-- PROBLEMS TO SOLVE --
**A)** Answer these questions from the text on ADA accessibility:
(i) What court decided the Magee case, according to its citation?
(ii) What was the issue in Harris?
(iii) What kind of transactions did Carparts deal with?
**B)** Transcribe part of the text on ADA accessibility. Begin at the words "The same kind" and stop after "not public accommodations.".
**C)** Go on with the text on ADA accessibility from the point where it stops.

-- GIVEN TEXT --
========================================================================
Magee v. Coca-Cola Refreshments USA, Inc., 2016 WL 4363306, at *5 (5th Cir. Aug. 15, 2016).
Last month the Fifth Circuit confirmed a lower court decision finding that vending machines were not public accommodations and that by themselves they are not required to be accessible. The reasoning was very similar to that in the Netflix and Target cases from the Ninth Circuit. Like the Fifth Circuit, the Ninth Circuit found that a “public accommodation” means a physical store or similar facility where one buys goods or services. A website (in Netflix) or a vending machine (in Magee) might be a service of a public accommodation, in which case the public accommodation may be required to make it accessible. By itself, however, a website or vending machine is not a public accommodation. Standing alone it is not required to be accessible because it is simply not covered by the ADA.
The same kind of argument led to a similar result in Am. Ass’n of People with Disabilities v. Harris, 647 F.3d 1093 (11th Cir. 2011). The issue in Harris was whether voting machines were required to be accessible. The Court found they were not because the machines themselves were not public accommodations.
A completely different view appears in cases like Carparts Distribution Ctr., Inc. v. Auto. Wholesaler’s Ass’n of New England, Inc., 37 F.3d 12 (1st Cir. 1994) that focus less on the definition of public accommodation and more on the notion that goods and services should be accessible. These courts tend to view a distinction based on how goods or services may be purchased as irrational. Buying on the web or by phone shouldn’t be any different than buying in a physical store, at least with respect to accessibility. Carparts was a pre-internet case dealing with telephone transactions, but it resembles recent cases like Scribd that make the same argument.
========================================================================
-- SUPPLIED DATA --
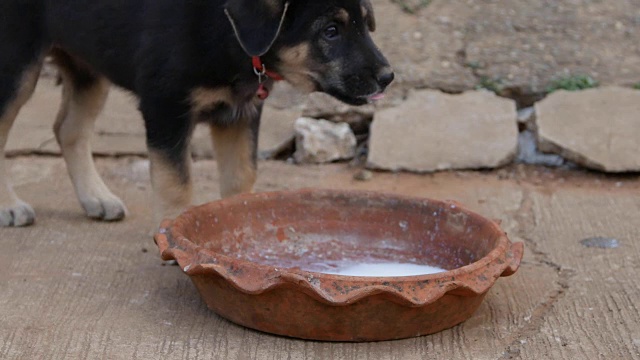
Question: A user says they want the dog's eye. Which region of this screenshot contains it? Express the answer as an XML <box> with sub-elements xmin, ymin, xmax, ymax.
<box><xmin>323</xmin><ymin>25</ymin><xmax>340</xmax><ymax>40</ymax></box>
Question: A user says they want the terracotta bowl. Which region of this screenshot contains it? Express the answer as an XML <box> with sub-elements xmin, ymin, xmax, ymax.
<box><xmin>155</xmin><ymin>190</ymin><xmax>523</xmax><ymax>341</ymax></box>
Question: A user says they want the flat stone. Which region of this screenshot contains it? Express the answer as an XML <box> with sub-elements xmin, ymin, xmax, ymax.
<box><xmin>536</xmin><ymin>87</ymin><xmax>640</xmax><ymax>172</ymax></box>
<box><xmin>293</xmin><ymin>117</ymin><xmax>357</xmax><ymax>164</ymax></box>
<box><xmin>368</xmin><ymin>90</ymin><xmax>518</xmax><ymax>172</ymax></box>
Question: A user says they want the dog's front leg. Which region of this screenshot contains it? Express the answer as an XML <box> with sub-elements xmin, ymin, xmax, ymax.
<box><xmin>140</xmin><ymin>98</ymin><xmax>193</xmax><ymax>224</ymax></box>
<box><xmin>211</xmin><ymin>105</ymin><xmax>262</xmax><ymax>198</ymax></box>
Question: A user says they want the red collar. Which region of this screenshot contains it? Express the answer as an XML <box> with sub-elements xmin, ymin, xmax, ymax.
<box><xmin>251</xmin><ymin>56</ymin><xmax>284</xmax><ymax>100</ymax></box>
<box><xmin>251</xmin><ymin>56</ymin><xmax>284</xmax><ymax>81</ymax></box>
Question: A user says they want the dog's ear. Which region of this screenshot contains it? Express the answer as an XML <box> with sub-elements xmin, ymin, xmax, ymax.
<box><xmin>224</xmin><ymin>0</ymin><xmax>289</xmax><ymax>56</ymax></box>
<box><xmin>361</xmin><ymin>0</ymin><xmax>376</xmax><ymax>32</ymax></box>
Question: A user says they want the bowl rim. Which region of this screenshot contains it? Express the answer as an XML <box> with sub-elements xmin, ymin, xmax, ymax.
<box><xmin>154</xmin><ymin>189</ymin><xmax>524</xmax><ymax>306</ymax></box>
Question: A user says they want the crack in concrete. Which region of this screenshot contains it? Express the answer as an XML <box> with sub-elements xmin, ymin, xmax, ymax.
<box><xmin>499</xmin><ymin>184</ymin><xmax>576</xmax><ymax>359</ymax></box>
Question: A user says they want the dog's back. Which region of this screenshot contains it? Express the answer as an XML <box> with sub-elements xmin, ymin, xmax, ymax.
<box><xmin>0</xmin><ymin>0</ymin><xmax>393</xmax><ymax>226</ymax></box>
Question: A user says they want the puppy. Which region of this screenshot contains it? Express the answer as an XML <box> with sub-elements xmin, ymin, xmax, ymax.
<box><xmin>0</xmin><ymin>0</ymin><xmax>394</xmax><ymax>226</ymax></box>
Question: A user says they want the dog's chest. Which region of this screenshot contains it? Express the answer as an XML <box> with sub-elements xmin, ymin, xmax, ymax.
<box><xmin>190</xmin><ymin>87</ymin><xmax>262</xmax><ymax>126</ymax></box>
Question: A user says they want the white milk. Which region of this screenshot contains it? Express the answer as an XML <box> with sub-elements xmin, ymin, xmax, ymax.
<box><xmin>321</xmin><ymin>263</ymin><xmax>447</xmax><ymax>277</ymax></box>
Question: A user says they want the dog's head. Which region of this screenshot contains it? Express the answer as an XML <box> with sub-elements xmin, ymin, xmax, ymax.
<box><xmin>226</xmin><ymin>0</ymin><xmax>394</xmax><ymax>105</ymax></box>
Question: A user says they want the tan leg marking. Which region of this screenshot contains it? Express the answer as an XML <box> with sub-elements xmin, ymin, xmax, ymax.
<box><xmin>54</xmin><ymin>68</ymin><xmax>126</xmax><ymax>221</ymax></box>
<box><xmin>149</xmin><ymin>150</ymin><xmax>193</xmax><ymax>224</ymax></box>
<box><xmin>211</xmin><ymin>124</ymin><xmax>256</xmax><ymax>198</ymax></box>
<box><xmin>0</xmin><ymin>62</ymin><xmax>41</xmax><ymax>226</ymax></box>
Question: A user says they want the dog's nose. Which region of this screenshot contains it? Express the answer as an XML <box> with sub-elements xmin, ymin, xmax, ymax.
<box><xmin>378</xmin><ymin>69</ymin><xmax>395</xmax><ymax>89</ymax></box>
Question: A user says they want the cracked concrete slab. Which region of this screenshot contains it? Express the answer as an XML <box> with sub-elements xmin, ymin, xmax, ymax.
<box><xmin>512</xmin><ymin>188</ymin><xmax>640</xmax><ymax>359</ymax></box>
<box><xmin>0</xmin><ymin>157</ymin><xmax>640</xmax><ymax>360</ymax></box>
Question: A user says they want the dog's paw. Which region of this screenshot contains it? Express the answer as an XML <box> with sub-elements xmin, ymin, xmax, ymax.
<box><xmin>0</xmin><ymin>201</ymin><xmax>36</xmax><ymax>227</ymax></box>
<box><xmin>80</xmin><ymin>196</ymin><xmax>127</xmax><ymax>221</ymax></box>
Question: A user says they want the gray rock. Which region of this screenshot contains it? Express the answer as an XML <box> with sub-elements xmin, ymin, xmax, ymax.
<box><xmin>294</xmin><ymin>117</ymin><xmax>356</xmax><ymax>164</ymax></box>
<box><xmin>536</xmin><ymin>87</ymin><xmax>640</xmax><ymax>172</ymax></box>
<box><xmin>518</xmin><ymin>106</ymin><xmax>536</xmax><ymax>130</ymax></box>
<box><xmin>516</xmin><ymin>130</ymin><xmax>566</xmax><ymax>167</ymax></box>
<box><xmin>368</xmin><ymin>90</ymin><xmax>518</xmax><ymax>172</ymax></box>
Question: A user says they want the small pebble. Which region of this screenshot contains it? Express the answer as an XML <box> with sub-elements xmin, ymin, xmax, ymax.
<box><xmin>580</xmin><ymin>236</ymin><xmax>620</xmax><ymax>249</ymax></box>
<box><xmin>353</xmin><ymin>169</ymin><xmax>373</xmax><ymax>181</ymax></box>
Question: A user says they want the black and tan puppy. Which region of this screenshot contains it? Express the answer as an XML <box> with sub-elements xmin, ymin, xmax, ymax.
<box><xmin>0</xmin><ymin>0</ymin><xmax>393</xmax><ymax>226</ymax></box>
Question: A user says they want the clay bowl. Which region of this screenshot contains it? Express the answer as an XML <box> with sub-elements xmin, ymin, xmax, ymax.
<box><xmin>155</xmin><ymin>190</ymin><xmax>523</xmax><ymax>341</ymax></box>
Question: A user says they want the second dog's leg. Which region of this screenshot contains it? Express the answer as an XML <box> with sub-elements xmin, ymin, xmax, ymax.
<box><xmin>0</xmin><ymin>63</ymin><xmax>40</xmax><ymax>226</ymax></box>
<box><xmin>211</xmin><ymin>106</ymin><xmax>262</xmax><ymax>198</ymax></box>
<box><xmin>54</xmin><ymin>54</ymin><xmax>126</xmax><ymax>221</ymax></box>
<box><xmin>140</xmin><ymin>98</ymin><xmax>193</xmax><ymax>224</ymax></box>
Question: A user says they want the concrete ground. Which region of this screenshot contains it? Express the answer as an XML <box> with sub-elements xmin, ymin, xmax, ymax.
<box><xmin>0</xmin><ymin>156</ymin><xmax>640</xmax><ymax>360</ymax></box>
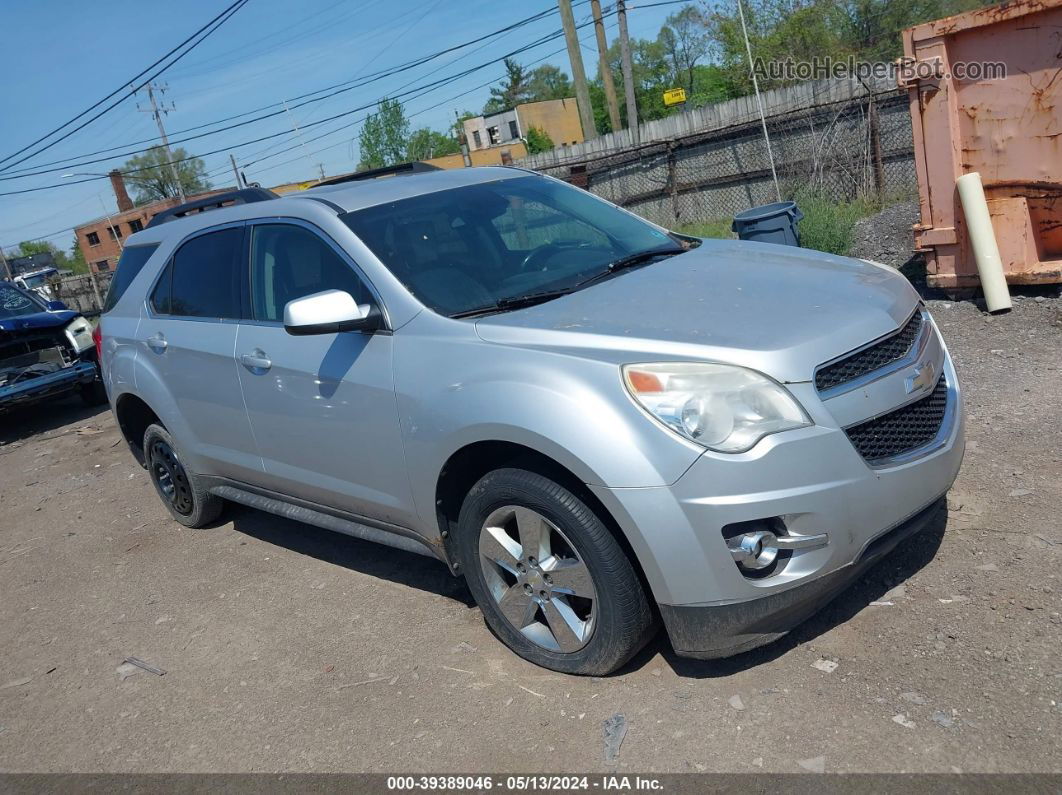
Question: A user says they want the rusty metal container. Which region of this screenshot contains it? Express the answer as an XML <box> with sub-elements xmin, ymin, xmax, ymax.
<box><xmin>900</xmin><ymin>0</ymin><xmax>1062</xmax><ymax>292</ymax></box>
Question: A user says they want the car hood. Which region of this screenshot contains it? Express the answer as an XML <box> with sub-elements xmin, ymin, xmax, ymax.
<box><xmin>0</xmin><ymin>309</ymin><xmax>78</xmax><ymax>331</ymax></box>
<box><xmin>476</xmin><ymin>240</ymin><xmax>919</xmax><ymax>382</ymax></box>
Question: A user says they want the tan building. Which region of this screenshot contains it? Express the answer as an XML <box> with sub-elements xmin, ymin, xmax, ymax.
<box><xmin>423</xmin><ymin>139</ymin><xmax>528</xmax><ymax>169</ymax></box>
<box><xmin>464</xmin><ymin>98</ymin><xmax>583</xmax><ymax>152</ymax></box>
<box><xmin>74</xmin><ymin>171</ymin><xmax>228</xmax><ymax>273</ymax></box>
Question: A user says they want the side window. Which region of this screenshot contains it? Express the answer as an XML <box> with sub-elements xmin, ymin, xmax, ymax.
<box><xmin>251</xmin><ymin>224</ymin><xmax>372</xmax><ymax>321</ymax></box>
<box><xmin>166</xmin><ymin>227</ymin><xmax>243</xmax><ymax>318</ymax></box>
<box><xmin>151</xmin><ymin>260</ymin><xmax>173</xmax><ymax>314</ymax></box>
<box><xmin>103</xmin><ymin>245</ymin><xmax>158</xmax><ymax>312</ymax></box>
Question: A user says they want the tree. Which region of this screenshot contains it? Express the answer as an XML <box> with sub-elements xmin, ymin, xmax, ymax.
<box><xmin>527</xmin><ymin>64</ymin><xmax>576</xmax><ymax>102</ymax></box>
<box><xmin>406</xmin><ymin>127</ymin><xmax>461</xmax><ymax>160</ymax></box>
<box><xmin>656</xmin><ymin>5</ymin><xmax>712</xmax><ymax>94</ymax></box>
<box><xmin>525</xmin><ymin>126</ymin><xmax>553</xmax><ymax>155</ymax></box>
<box><xmin>358</xmin><ymin>98</ymin><xmax>409</xmax><ymax>171</ymax></box>
<box><xmin>122</xmin><ymin>146</ymin><xmax>210</xmax><ymax>205</ymax></box>
<box><xmin>483</xmin><ymin>58</ymin><xmax>528</xmax><ymax>114</ymax></box>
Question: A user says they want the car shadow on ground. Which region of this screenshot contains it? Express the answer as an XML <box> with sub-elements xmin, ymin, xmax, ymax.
<box><xmin>0</xmin><ymin>395</ymin><xmax>108</xmax><ymax>445</ymax></box>
<box><xmin>617</xmin><ymin>507</ymin><xmax>947</xmax><ymax>679</ymax></box>
<box><xmin>223</xmin><ymin>503</ymin><xmax>476</xmax><ymax>607</ymax></box>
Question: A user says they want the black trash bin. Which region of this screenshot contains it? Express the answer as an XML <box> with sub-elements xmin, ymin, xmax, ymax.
<box><xmin>731</xmin><ymin>202</ymin><xmax>804</xmax><ymax>246</ymax></box>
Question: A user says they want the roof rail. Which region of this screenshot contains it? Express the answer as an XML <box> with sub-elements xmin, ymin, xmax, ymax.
<box><xmin>148</xmin><ymin>188</ymin><xmax>277</xmax><ymax>227</ymax></box>
<box><xmin>313</xmin><ymin>160</ymin><xmax>442</xmax><ymax>188</ymax></box>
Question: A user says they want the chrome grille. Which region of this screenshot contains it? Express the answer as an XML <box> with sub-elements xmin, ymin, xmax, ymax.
<box><xmin>815</xmin><ymin>311</ymin><xmax>924</xmax><ymax>392</ymax></box>
<box><xmin>844</xmin><ymin>375</ymin><xmax>947</xmax><ymax>464</ymax></box>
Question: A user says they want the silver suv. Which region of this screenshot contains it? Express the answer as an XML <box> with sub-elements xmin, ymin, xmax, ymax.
<box><xmin>101</xmin><ymin>168</ymin><xmax>963</xmax><ymax>674</ymax></box>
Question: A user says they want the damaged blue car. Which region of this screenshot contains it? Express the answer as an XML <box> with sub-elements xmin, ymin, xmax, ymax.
<box><xmin>0</xmin><ymin>281</ymin><xmax>107</xmax><ymax>412</ymax></box>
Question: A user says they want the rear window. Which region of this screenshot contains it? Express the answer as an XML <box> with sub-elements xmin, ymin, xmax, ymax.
<box><xmin>169</xmin><ymin>227</ymin><xmax>243</xmax><ymax>318</ymax></box>
<box><xmin>103</xmin><ymin>245</ymin><xmax>158</xmax><ymax>312</ymax></box>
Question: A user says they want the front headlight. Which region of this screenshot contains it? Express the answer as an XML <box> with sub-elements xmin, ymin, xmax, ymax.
<box><xmin>623</xmin><ymin>362</ymin><xmax>811</xmax><ymax>453</ymax></box>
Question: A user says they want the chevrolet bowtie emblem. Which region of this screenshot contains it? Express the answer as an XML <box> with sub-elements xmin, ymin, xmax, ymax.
<box><xmin>904</xmin><ymin>362</ymin><xmax>937</xmax><ymax>395</ymax></box>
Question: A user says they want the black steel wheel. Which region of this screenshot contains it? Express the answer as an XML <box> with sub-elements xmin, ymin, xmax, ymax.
<box><xmin>143</xmin><ymin>425</ymin><xmax>224</xmax><ymax>528</ymax></box>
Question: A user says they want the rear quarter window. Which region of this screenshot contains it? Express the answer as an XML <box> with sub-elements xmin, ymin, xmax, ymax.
<box><xmin>103</xmin><ymin>244</ymin><xmax>158</xmax><ymax>312</ymax></box>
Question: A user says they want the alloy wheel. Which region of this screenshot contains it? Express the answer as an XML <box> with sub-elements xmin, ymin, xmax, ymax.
<box><xmin>479</xmin><ymin>505</ymin><xmax>597</xmax><ymax>654</ymax></box>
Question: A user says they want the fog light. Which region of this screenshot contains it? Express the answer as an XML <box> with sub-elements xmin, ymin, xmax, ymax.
<box><xmin>722</xmin><ymin>516</ymin><xmax>829</xmax><ymax>578</ymax></box>
<box><xmin>727</xmin><ymin>530</ymin><xmax>778</xmax><ymax>571</ymax></box>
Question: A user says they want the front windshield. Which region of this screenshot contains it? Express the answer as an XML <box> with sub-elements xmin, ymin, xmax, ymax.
<box><xmin>0</xmin><ymin>283</ymin><xmax>45</xmax><ymax>321</ymax></box>
<box><xmin>342</xmin><ymin>176</ymin><xmax>679</xmax><ymax>315</ymax></box>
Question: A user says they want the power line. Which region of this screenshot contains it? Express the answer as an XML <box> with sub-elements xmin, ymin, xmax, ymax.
<box><xmin>0</xmin><ymin>0</ymin><xmax>573</xmax><ymax>180</ymax></box>
<box><xmin>0</xmin><ymin>0</ymin><xmax>685</xmax><ymax>196</ymax></box>
<box><xmin>0</xmin><ymin>0</ymin><xmax>249</xmax><ymax>170</ymax></box>
<box><xmin>0</xmin><ymin>13</ymin><xmax>593</xmax><ymax>187</ymax></box>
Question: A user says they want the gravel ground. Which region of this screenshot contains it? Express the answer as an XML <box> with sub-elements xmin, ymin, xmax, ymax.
<box><xmin>0</xmin><ymin>298</ymin><xmax>1062</xmax><ymax>773</ymax></box>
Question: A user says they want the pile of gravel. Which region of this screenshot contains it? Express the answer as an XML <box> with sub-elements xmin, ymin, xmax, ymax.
<box><xmin>849</xmin><ymin>202</ymin><xmax>919</xmax><ymax>269</ymax></box>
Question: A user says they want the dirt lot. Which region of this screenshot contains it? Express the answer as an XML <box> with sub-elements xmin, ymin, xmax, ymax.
<box><xmin>0</xmin><ymin>297</ymin><xmax>1062</xmax><ymax>772</ymax></box>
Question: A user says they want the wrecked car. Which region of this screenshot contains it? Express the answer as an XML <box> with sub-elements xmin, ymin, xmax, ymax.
<box><xmin>0</xmin><ymin>281</ymin><xmax>107</xmax><ymax>412</ymax></box>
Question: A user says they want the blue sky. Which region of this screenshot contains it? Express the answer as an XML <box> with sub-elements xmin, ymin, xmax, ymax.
<box><xmin>0</xmin><ymin>0</ymin><xmax>680</xmax><ymax>248</ymax></box>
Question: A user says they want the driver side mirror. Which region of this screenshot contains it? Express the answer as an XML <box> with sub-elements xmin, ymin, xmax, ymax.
<box><xmin>284</xmin><ymin>290</ymin><xmax>382</xmax><ymax>336</ymax></box>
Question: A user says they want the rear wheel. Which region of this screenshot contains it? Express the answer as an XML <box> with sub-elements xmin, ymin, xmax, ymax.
<box><xmin>143</xmin><ymin>425</ymin><xmax>224</xmax><ymax>528</ymax></box>
<box><xmin>458</xmin><ymin>469</ymin><xmax>654</xmax><ymax>675</ymax></box>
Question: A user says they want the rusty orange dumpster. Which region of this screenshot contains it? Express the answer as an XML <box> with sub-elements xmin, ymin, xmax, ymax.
<box><xmin>900</xmin><ymin>0</ymin><xmax>1062</xmax><ymax>291</ymax></box>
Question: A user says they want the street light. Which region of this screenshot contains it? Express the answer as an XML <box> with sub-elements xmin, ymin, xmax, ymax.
<box><xmin>63</xmin><ymin>171</ymin><xmax>125</xmax><ymax>251</ymax></box>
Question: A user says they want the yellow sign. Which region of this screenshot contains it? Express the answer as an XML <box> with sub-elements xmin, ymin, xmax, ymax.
<box><xmin>664</xmin><ymin>88</ymin><xmax>686</xmax><ymax>105</ymax></box>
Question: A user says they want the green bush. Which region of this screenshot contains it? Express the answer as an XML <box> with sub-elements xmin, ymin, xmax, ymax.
<box><xmin>794</xmin><ymin>193</ymin><xmax>878</xmax><ymax>255</ymax></box>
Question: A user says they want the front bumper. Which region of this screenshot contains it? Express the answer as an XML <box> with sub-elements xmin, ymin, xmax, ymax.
<box><xmin>0</xmin><ymin>361</ymin><xmax>96</xmax><ymax>411</ymax></box>
<box><xmin>660</xmin><ymin>497</ymin><xmax>946</xmax><ymax>659</ymax></box>
<box><xmin>592</xmin><ymin>343</ymin><xmax>964</xmax><ymax>657</ymax></box>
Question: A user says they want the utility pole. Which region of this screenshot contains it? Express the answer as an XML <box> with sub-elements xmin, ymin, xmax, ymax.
<box><xmin>137</xmin><ymin>83</ymin><xmax>188</xmax><ymax>203</ymax></box>
<box><xmin>590</xmin><ymin>0</ymin><xmax>619</xmax><ymax>133</ymax></box>
<box><xmin>228</xmin><ymin>152</ymin><xmax>243</xmax><ymax>190</ymax></box>
<box><xmin>734</xmin><ymin>0</ymin><xmax>782</xmax><ymax>202</ymax></box>
<box><xmin>616</xmin><ymin>0</ymin><xmax>641</xmax><ymax>143</ymax></box>
<box><xmin>556</xmin><ymin>0</ymin><xmax>597</xmax><ymax>138</ymax></box>
<box><xmin>0</xmin><ymin>246</ymin><xmax>15</xmax><ymax>281</ymax></box>
<box><xmin>453</xmin><ymin>108</ymin><xmax>472</xmax><ymax>169</ymax></box>
<box><xmin>281</xmin><ymin>100</ymin><xmax>313</xmax><ymax>177</ymax></box>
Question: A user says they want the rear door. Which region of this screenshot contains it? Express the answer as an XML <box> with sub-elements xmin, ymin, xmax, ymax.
<box><xmin>137</xmin><ymin>223</ymin><xmax>262</xmax><ymax>481</ymax></box>
<box><xmin>236</xmin><ymin>221</ymin><xmax>414</xmax><ymax>525</ymax></box>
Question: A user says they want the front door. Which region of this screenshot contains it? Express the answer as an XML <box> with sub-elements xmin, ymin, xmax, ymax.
<box><xmin>236</xmin><ymin>222</ymin><xmax>415</xmax><ymax>525</ymax></box>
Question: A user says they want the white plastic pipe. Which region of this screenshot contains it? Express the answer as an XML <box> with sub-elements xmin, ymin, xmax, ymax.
<box><xmin>955</xmin><ymin>171</ymin><xmax>1011</xmax><ymax>312</ymax></box>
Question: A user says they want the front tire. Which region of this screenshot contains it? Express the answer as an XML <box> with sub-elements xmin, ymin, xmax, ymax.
<box><xmin>143</xmin><ymin>425</ymin><xmax>224</xmax><ymax>528</ymax></box>
<box><xmin>458</xmin><ymin>469</ymin><xmax>655</xmax><ymax>675</ymax></box>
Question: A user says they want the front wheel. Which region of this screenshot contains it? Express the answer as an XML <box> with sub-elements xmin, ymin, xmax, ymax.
<box><xmin>458</xmin><ymin>469</ymin><xmax>655</xmax><ymax>675</ymax></box>
<box><xmin>143</xmin><ymin>425</ymin><xmax>224</xmax><ymax>528</ymax></box>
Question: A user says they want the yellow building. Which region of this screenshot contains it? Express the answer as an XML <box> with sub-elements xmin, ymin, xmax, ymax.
<box><xmin>464</xmin><ymin>97</ymin><xmax>583</xmax><ymax>152</ymax></box>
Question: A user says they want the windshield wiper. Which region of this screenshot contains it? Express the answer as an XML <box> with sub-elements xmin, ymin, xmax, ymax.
<box><xmin>572</xmin><ymin>246</ymin><xmax>686</xmax><ymax>290</ymax></box>
<box><xmin>450</xmin><ymin>287</ymin><xmax>576</xmax><ymax>318</ymax></box>
<box><xmin>450</xmin><ymin>246</ymin><xmax>686</xmax><ymax>319</ymax></box>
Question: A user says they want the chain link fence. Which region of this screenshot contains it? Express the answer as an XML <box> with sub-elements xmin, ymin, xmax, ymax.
<box><xmin>519</xmin><ymin>81</ymin><xmax>918</xmax><ymax>227</ymax></box>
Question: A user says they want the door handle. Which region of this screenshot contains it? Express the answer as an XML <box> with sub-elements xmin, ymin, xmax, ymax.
<box><xmin>240</xmin><ymin>348</ymin><xmax>273</xmax><ymax>370</ymax></box>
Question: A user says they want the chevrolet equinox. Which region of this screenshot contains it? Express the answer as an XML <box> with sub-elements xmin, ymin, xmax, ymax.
<box><xmin>97</xmin><ymin>167</ymin><xmax>963</xmax><ymax>674</ymax></box>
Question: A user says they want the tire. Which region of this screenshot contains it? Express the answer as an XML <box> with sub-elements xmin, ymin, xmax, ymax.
<box><xmin>143</xmin><ymin>425</ymin><xmax>225</xmax><ymax>528</ymax></box>
<box><xmin>457</xmin><ymin>469</ymin><xmax>656</xmax><ymax>676</ymax></box>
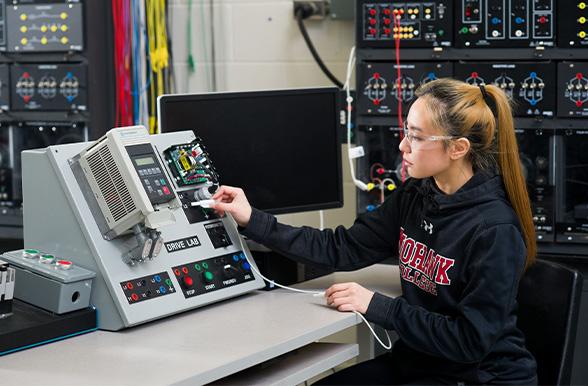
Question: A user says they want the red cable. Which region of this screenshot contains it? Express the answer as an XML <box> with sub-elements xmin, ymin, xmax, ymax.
<box><xmin>392</xmin><ymin>8</ymin><xmax>406</xmax><ymax>183</ymax></box>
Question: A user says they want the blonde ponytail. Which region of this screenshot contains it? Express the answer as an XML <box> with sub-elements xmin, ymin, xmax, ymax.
<box><xmin>416</xmin><ymin>78</ymin><xmax>537</xmax><ymax>267</ymax></box>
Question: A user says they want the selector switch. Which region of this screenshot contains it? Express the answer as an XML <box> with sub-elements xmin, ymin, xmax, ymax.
<box><xmin>204</xmin><ymin>221</ymin><xmax>233</xmax><ymax>248</ymax></box>
<box><xmin>202</xmin><ymin>271</ymin><xmax>214</xmax><ymax>283</ymax></box>
<box><xmin>182</xmin><ymin>276</ymin><xmax>194</xmax><ymax>288</ymax></box>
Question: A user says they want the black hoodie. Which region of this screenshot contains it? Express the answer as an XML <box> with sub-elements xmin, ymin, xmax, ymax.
<box><xmin>242</xmin><ymin>173</ymin><xmax>536</xmax><ymax>384</ymax></box>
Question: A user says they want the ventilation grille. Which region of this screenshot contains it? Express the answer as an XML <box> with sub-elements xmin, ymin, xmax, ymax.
<box><xmin>87</xmin><ymin>146</ymin><xmax>136</xmax><ymax>222</ymax></box>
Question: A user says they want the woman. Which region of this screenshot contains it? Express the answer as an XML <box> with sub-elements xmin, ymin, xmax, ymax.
<box><xmin>213</xmin><ymin>79</ymin><xmax>537</xmax><ymax>385</ymax></box>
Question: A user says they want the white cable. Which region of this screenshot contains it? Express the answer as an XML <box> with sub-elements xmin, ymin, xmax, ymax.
<box><xmin>227</xmin><ymin>213</ymin><xmax>392</xmax><ymax>350</ymax></box>
<box><xmin>343</xmin><ymin>46</ymin><xmax>368</xmax><ymax>191</ymax></box>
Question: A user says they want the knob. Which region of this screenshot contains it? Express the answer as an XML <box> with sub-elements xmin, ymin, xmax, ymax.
<box><xmin>223</xmin><ymin>264</ymin><xmax>239</xmax><ymax>279</ymax></box>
========================================================================
-- ANSWERS FOR THIS EXERCISE --
**A)**
(i) The Fifth Circuit (5th Cir.).
(ii) Whether voting machines were required to be accessible.
(iii) Telephone transactions.

**B)**
The same kind of argument led to a similar result in Am. Ass’n of People with Disabilities v. Harris, 647 F.3d 1093 (11th Cir. 2011). The issue in Harris was whether voting machines were required to be accessible. The Court found they were not because the machines themselves were not public accommodations.

**C)**
The position of the Department of Justice lines up with that of the First Circuit in Carparts, even though its regulatory definitions of words like “facility” would seem to support McGee. At the end of the day though the day the courts will decide just what the ADA covers.
What we see in the contrast between McGee and Carparts is competing views of the ADA, with McGee representing courts who believe Congress applied the ADA only to public accommodations because it is focused on physical accessibility, while Carparts reflects the views of those courts and the Department of Justice who see the ADA as a broad mandate for accessibility regardless of its specific language. These views cannot be reconciled, and while the question of internet accessibility tends to dominate today’s discussion of the ADA, it is worthwhile to remember that cases about vending machines and telephone services will also help define the law in individual circuits – at least until the Supreme Court is finally given a chance to weigh in on the subject.